### WORK ORDER
Using the slide text on cancer diagnostic models below, state whether each statement agrees with it: (a) The thyroid cancer model had an AUC of 0.993. (b) The models were built with a random forest method. (c) Urinary leukocyte count was the most weighted feature in the prostate cancer model. Answer yes or no for each and quote the deciding words.

Athiti 211171101005 project phase 1 ppt

Introduction

  • Early cancer diagnosis improves survival rates.

  • Study develops 10 diagnostic models for common cancers using extreme gradient boosting and 66 laboratory parameters.

Study Design and Enrollment

Data Collection

  • Timeframe: January 1, 2017 - October 31, 2020.

  • Total data points: 14,949,191 diagnostic and 122,365,478 test data points.

Feature Selection

  • Initial selection: removed features with < 1‰ missing data.

  • Model feature selection: removed features with < 50% missing in each cancer type.

Model Development

  • Used XGBoost for building binary classification models.

  • Parameters selected via forward stepwise method.

Model Performance

Performance Metrics by Cancer Type

  • Lung Cancer: AUC 0.896, Sensitivity 0.773, Specificity 0.902

  • Bowel Cancer: AUC 0.800, Sensitivity 0.722, Specificity 0.753

  • Gastric Cancer: AUC 0.806, Sensitivity 0.743, Specificity 0.731

  • Liver Cancer: AUC 0.835, Sensitivity 0.773, Specificity 0.759

  • Pancreatic Cancer: AUC 0.918, Sensitivity 0.778, Specificity 0.908

  • Biliary Tract Malignancy: AUC 0.763, Sensitivity 0.716, Specificity 0.723

  • Prostate Cancer: AUC 0.976, Sensitivity 0.925, Specificity 0.952

  • Urological Cancers: AUC 0.862, Sensitivity 0.866, Specificity 0.700

  • Breast Cancer: AUC 0.968, Sensitivity 0.991, Specificity 0.882

  • Thyroid Cancer: AUC 0.993, Sensitivity 0.987, Specificity 0.969

Feature Importance

Key Findings

  • Significant contributions from 54 nontumor markers identified via SHAP analysis.

  • Top features included both tumor and nontumor markers.

  • Urinary leukocyte count was the most weighted feature in urological cancers.

  • Fecal occult blood and blood were significant for gastric and intestinal cancer models.

Cosine Similarity Analysis

  • Pancreatic & Biliary Tract Malignancy: Highest similarity score (0.52) due to shared embryological origin.

  • Lung & Gastric Cancer: Similarity score of 0.34, indicating clustering within the digestive system category.

### INFORMATION GIVEN

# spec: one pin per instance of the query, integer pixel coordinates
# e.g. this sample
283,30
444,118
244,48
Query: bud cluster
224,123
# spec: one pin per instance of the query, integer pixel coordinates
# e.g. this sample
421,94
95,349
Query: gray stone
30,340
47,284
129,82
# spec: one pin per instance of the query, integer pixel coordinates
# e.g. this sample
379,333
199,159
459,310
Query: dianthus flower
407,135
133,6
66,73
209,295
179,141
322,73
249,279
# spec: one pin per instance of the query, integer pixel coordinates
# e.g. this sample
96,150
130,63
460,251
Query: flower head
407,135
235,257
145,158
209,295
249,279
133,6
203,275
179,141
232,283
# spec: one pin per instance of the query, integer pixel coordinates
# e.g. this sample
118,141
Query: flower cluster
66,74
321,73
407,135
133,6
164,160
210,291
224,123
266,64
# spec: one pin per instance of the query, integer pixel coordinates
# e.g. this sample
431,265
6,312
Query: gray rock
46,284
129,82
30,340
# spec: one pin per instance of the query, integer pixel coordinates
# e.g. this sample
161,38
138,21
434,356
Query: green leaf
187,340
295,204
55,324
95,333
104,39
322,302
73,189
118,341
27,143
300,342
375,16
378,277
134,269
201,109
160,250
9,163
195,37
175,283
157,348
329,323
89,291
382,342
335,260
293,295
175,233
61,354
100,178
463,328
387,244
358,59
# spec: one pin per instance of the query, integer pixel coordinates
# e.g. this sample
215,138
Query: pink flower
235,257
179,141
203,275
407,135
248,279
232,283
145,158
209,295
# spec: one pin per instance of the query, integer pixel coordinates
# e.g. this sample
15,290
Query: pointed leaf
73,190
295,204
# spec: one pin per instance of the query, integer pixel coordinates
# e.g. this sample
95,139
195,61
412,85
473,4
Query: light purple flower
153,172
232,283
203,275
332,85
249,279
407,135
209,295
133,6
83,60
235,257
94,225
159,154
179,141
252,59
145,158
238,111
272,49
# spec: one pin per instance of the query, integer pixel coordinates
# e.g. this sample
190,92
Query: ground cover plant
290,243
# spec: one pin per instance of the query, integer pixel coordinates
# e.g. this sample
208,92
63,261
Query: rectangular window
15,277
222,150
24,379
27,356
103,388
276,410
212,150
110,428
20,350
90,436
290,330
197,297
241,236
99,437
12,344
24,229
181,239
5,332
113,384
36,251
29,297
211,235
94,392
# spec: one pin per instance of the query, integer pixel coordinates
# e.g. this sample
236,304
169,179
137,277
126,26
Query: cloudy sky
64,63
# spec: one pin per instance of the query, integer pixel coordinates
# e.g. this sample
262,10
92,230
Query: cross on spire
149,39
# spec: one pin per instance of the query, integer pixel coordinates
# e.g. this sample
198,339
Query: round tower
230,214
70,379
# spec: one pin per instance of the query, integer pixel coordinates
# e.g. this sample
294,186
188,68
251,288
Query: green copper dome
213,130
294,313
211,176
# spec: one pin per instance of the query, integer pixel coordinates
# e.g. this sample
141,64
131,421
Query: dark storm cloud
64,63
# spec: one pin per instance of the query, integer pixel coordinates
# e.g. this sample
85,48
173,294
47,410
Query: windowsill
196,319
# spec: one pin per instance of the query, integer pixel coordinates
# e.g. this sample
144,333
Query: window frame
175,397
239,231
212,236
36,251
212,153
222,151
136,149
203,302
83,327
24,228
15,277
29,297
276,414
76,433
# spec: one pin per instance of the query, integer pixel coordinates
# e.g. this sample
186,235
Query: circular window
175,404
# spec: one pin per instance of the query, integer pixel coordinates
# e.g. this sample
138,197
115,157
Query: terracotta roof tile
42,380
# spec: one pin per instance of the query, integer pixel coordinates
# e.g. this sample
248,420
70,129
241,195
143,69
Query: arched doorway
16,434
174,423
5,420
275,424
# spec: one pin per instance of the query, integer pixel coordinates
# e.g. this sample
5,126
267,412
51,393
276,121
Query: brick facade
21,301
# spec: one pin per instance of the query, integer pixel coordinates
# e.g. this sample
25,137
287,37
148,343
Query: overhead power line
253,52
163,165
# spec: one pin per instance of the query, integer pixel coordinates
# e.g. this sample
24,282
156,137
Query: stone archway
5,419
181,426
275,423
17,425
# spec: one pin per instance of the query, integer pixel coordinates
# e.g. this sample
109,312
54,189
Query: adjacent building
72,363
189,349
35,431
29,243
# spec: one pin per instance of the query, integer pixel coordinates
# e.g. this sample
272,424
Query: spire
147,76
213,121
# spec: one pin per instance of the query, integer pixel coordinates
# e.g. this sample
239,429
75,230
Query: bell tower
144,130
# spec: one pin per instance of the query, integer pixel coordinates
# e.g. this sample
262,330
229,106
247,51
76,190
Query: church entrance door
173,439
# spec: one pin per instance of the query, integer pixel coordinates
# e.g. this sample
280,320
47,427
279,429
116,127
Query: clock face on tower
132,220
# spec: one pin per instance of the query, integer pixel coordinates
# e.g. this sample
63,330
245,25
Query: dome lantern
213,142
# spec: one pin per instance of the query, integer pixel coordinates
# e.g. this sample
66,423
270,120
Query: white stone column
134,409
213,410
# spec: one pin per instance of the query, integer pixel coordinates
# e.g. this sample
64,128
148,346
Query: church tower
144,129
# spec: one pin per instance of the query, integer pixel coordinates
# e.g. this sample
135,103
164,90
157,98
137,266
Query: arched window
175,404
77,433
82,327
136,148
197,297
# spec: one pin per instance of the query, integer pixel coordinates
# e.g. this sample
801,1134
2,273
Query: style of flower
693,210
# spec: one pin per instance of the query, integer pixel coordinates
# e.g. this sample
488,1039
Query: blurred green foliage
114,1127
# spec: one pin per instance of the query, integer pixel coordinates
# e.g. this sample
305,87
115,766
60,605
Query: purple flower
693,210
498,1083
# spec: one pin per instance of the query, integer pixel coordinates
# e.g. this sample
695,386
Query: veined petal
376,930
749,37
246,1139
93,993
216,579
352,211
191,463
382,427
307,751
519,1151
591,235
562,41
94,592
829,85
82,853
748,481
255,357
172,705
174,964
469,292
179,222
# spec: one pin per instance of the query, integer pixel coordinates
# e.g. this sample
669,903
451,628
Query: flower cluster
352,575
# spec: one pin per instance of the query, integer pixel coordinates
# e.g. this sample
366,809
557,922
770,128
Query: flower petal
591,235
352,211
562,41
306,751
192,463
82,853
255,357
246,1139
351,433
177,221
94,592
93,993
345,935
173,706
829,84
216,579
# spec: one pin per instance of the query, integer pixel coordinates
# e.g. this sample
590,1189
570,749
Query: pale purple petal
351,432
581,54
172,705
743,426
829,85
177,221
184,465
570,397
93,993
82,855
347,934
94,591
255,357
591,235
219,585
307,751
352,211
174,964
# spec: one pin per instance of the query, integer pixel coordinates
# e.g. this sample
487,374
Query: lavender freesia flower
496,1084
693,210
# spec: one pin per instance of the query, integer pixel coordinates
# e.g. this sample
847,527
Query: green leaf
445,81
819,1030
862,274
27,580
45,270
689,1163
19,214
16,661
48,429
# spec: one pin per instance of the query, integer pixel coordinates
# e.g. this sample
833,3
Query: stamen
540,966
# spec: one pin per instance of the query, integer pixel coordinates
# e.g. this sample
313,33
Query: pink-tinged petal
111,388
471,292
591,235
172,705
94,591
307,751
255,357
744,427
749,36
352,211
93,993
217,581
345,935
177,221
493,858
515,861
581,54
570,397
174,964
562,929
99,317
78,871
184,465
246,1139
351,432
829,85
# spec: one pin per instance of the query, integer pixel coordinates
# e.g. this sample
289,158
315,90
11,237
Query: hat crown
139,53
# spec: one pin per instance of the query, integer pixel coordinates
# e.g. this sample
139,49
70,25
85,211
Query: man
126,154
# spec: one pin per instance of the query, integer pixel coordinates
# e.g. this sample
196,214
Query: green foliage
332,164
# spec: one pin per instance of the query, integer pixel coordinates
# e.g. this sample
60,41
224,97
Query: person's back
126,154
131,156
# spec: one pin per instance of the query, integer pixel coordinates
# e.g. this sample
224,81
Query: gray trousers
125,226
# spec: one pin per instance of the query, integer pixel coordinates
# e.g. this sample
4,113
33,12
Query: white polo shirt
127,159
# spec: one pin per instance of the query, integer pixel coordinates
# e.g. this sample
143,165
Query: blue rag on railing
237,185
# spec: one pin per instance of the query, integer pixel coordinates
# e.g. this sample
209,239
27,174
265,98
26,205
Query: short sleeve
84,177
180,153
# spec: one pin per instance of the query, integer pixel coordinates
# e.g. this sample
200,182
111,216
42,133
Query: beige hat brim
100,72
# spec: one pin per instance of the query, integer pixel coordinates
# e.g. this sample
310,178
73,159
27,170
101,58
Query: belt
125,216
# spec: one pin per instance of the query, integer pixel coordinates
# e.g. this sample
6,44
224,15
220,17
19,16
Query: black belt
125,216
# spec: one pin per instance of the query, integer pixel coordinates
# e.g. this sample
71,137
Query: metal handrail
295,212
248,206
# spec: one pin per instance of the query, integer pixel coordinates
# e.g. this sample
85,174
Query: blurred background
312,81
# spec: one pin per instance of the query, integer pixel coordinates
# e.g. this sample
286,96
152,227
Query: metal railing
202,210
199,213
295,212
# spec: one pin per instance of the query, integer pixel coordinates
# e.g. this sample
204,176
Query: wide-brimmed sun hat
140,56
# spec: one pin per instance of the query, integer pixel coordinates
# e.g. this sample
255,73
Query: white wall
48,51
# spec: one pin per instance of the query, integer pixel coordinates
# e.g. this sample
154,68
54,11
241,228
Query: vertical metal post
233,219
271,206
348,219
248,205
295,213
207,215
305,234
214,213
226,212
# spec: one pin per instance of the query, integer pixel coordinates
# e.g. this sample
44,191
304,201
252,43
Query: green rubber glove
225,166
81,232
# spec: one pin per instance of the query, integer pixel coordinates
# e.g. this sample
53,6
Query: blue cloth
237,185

### RESULT
(a) Yes: "Thyroid Cancer: AUC 0.993, Sensitivity 0.987, Specificity 0.969"
(b) No: "Used XGBoost for building binary classification models."
(c) No: "Urinary leukocyte count was the most weighted feature in urological cancers."